Text excerpt:

PE(pos, 2i) = sin(pos / 10000^2i/d_model)
PE(pos, 2i+1) = cos(pos / 10000^2i/d_model)

Sinusoidal positional encoding — each dimension is a sinusoid of different frequency

ℹ️ Why Sinusoids?

For any fixed offset k, PE_pos+k can be represented as a linear function of PE_pos. This lets the model easily learn to attend by relative positions. Also, sinusoidal encodings can extrapolate to longer sequences than seen during training.

4. Why Self-Attention

Three motivating criteria for preferring self-attention over recurrent and convolutional layers:

Layer Type	Complexity per Layer	Sequential Ops	Max Path Length
Self-Attention	O(n² · d)	O(1)	O(1)
Recurrent	O(n · d²)	O(n)	O(n)
Convolutional	O(k · n · d²)	O(1)	O(log_k(n))
Self-Attn (restricted)	O(r · n · d)	O(1)	O(n/r)

🔑 Key Insight

Self-attention connects all positions with O(1) sequential operations. For typical sentence-level tasks where n < d, self-attention is also faster than recurrent layers per-layer. The O(n²) complexity is manageable for typical NLP sequence lengths.

5. Training

📦

Data

WMT 2014 EN-DE: ~4.5M sentence pairs (37K token BPE vocab). WMT 2014 EN-FR: 36M sentences (32K wordpiece vocab).

🖥️

Hardware

8× NVIDIA P100 GPUs. Base model: 0.4s/step, 100K steps (~12 hours). Big model: 1.0s/step, 300K steps (3.5 days).

📐

Optimizer

Adam (β₁=0.9, β₂=0.98, ε=10⁻⁹). Warmup for 4000 steps then inverse square root decay.

🛡️

Regularization

Residual dropout P_drop=0.1. Label smoothing ε_ls=0.1 (hurts perplexity but improves BLEU).

lrate = d_model^−0.5 · min(step_num^−0.5, step_num · warmup_steps^−1.5)

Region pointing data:
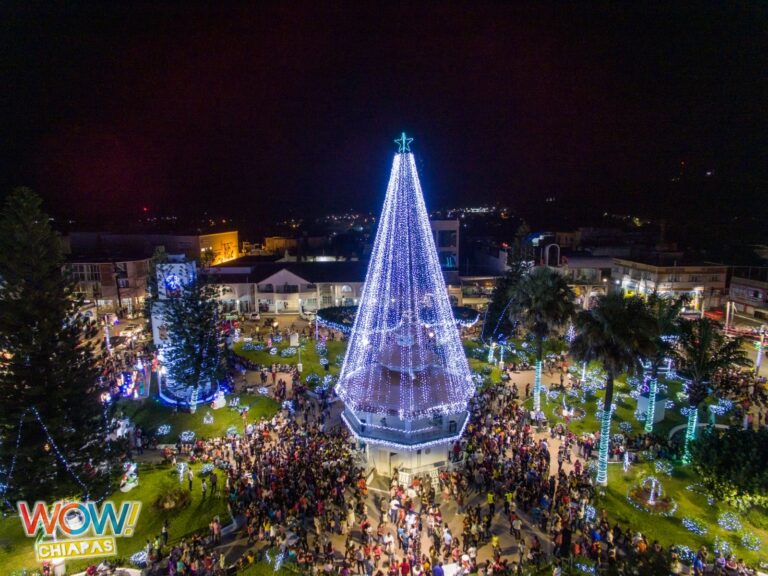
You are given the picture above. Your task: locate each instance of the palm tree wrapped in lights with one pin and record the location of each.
(543, 301)
(702, 352)
(617, 332)
(665, 313)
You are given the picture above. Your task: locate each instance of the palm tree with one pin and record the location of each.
(543, 302)
(665, 313)
(617, 332)
(702, 352)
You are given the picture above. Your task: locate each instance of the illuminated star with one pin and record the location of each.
(404, 143)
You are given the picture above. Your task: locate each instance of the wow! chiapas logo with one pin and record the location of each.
(72, 529)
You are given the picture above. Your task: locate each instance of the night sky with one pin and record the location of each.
(271, 109)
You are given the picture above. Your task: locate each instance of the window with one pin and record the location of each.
(446, 238)
(85, 272)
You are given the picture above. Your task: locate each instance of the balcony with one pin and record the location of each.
(414, 440)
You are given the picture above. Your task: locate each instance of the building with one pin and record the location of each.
(588, 276)
(749, 291)
(405, 382)
(704, 283)
(446, 236)
(250, 284)
(112, 283)
(213, 247)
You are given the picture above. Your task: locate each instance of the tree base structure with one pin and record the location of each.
(406, 448)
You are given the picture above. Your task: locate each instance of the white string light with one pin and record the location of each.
(405, 359)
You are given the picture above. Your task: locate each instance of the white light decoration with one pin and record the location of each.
(405, 362)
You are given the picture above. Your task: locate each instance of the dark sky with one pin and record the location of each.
(262, 108)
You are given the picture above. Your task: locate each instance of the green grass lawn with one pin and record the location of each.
(149, 414)
(669, 530)
(310, 359)
(17, 551)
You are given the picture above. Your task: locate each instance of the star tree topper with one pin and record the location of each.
(403, 143)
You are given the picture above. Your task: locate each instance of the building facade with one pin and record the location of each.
(213, 248)
(749, 291)
(111, 283)
(705, 284)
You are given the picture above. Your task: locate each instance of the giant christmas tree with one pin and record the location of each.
(405, 380)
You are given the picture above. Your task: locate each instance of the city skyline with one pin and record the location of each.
(262, 111)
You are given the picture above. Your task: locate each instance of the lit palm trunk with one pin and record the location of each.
(605, 443)
(605, 432)
(690, 432)
(537, 388)
(652, 391)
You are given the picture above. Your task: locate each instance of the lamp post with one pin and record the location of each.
(760, 344)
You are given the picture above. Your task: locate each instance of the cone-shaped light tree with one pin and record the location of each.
(543, 302)
(665, 313)
(702, 352)
(618, 333)
(405, 379)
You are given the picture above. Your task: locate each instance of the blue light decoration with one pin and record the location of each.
(684, 553)
(405, 363)
(729, 521)
(751, 542)
(722, 546)
(695, 525)
(187, 436)
(139, 559)
(663, 467)
(653, 385)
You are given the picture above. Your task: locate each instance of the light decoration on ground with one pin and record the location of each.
(405, 360)
(663, 467)
(722, 546)
(723, 406)
(590, 513)
(684, 553)
(652, 391)
(729, 521)
(253, 347)
(751, 542)
(695, 525)
(625, 427)
(139, 559)
(187, 436)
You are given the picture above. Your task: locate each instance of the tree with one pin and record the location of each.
(542, 301)
(618, 333)
(665, 313)
(48, 369)
(702, 352)
(497, 319)
(194, 353)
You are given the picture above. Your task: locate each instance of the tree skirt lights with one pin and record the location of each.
(695, 525)
(729, 521)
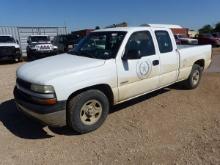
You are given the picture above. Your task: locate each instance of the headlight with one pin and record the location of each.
(42, 88)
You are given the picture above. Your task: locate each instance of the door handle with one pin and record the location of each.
(155, 62)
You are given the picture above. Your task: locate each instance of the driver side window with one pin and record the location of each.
(142, 43)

Check your understanding:
• A. Print the part of the self-attention excerpt starting at "Adam (β₁=0.9, β₂=0.98, ε=10⁻⁹)." and ending at "but improves BLEU).".
• B. In the self-attention excerpt, what hardware was used for training?
• C. Extend the self-attention excerpt from the point where it stops.
The items play no part in this work.

Answer set:
• A.
Adam (β₁=0.9, β₂=0.98, ε=10⁻⁹). Warmup for 4000 steps then inverse square root decay.

🛡️

Regularization

Residual dropout P_drop=0.1. Label smoothing ε_ls=0.1 (hurts perplexity but improves BLEU).

• B. 8× NVIDIA P100 GPUs.

• C.
Equation (3) — Learning rate schedule: linear warmup, then inverse sqrt decay

6. Results

6.1 Machine Translation

28.4

BLEU on EN→DE

+2 BLEU over all prior models including ensembles

41.8

BLEU on EN→FR

New single-model SOTA at <¼ the training cost

3.3×10¹⁸

FLOPs (base model)

vs 2.3×10¹⁹ for GNMT+RL, a 7× reduction

Model	EN-DE BLEU	EN-FR BLEU	EN-DE FLOPs	EN-FR FLOPs
GNMT + RL	24.6	39.92	2.3×10¹⁹	1.4×10²⁰
ConvS2S	25.16	40.46	9.6×10¹⁸	1.5×10²⁰
MoE	26.03	40.56	2.0×10¹⁹	1.2×10²⁰
ConvS2S Ensemble	26.36	41.29	7.7×10¹⁹	1.2×10²¹
Transformer (base)	27.3	38.1	3.3×10¹⁸	—
Transformer (big)	28.4	41.8	2.3×10¹⁹	—

6.2 Model Variations (Ablations)

Key findings from ablation experiments (Table 3 in the paper):

Attention heads: Single-head attention is 0.9 BLEU worse than h=8. But too many heads also hurts.
Key dimension d_k: Reducing d_k hurts quality — dot-product compatibility is non-trivial.
Bigger models are better and dropout is critical for avoiding overfitting.
Positional encoding: Learned embeddings yield nearly identical results to sinusoidal — but sinusoidal can generalize to longer sequences.

6.3 English Constituency Parsing

To test generalization, the authors trained a 4-layer Transformer (d_model=1024) on the WSJ Penn Treebank (~40K sentences).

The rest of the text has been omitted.